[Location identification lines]
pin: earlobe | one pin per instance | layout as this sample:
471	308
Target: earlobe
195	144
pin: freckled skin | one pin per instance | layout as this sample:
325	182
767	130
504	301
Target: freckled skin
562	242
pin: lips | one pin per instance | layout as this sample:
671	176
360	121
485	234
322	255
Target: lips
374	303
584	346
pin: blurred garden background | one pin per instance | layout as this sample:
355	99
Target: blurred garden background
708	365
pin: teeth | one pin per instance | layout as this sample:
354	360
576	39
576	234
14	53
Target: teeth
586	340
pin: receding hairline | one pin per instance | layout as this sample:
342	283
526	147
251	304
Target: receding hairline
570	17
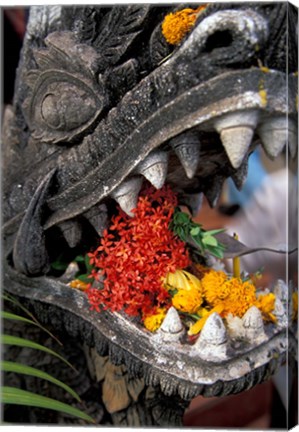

WHAT THE TASK ASKS
Rewrite all of the lines above, replacing "layout as this sample" with "format like this sample" and changing nothing else. Leave the pictures out of your answer.

WRITTEN REPLY
pin: earlobe | one pin per instance | format like this sample:
471	308
Target: earlobe
195	144
pin: freckled skin | one pin per instance | format like this sample:
325	182
767	130
504	301
Target: freckled skin
562	242
pin: lips | one pin per instance | format like this sample:
671	176
360	121
485	234
322	255
Target: lips
374	303
584	346
pin: blurred garden background | one pin per instance | format like this sample:
355	99
Target: blurred garden background
708	365
pin: teeth | one pin per instance | format like this sample:
354	360
576	39
576	234
14	53
Target: teeth
586	340
pin: receding hairline | one pin per instance | format like this sample:
342	283
526	147
251	304
Target: receding hairline
570	17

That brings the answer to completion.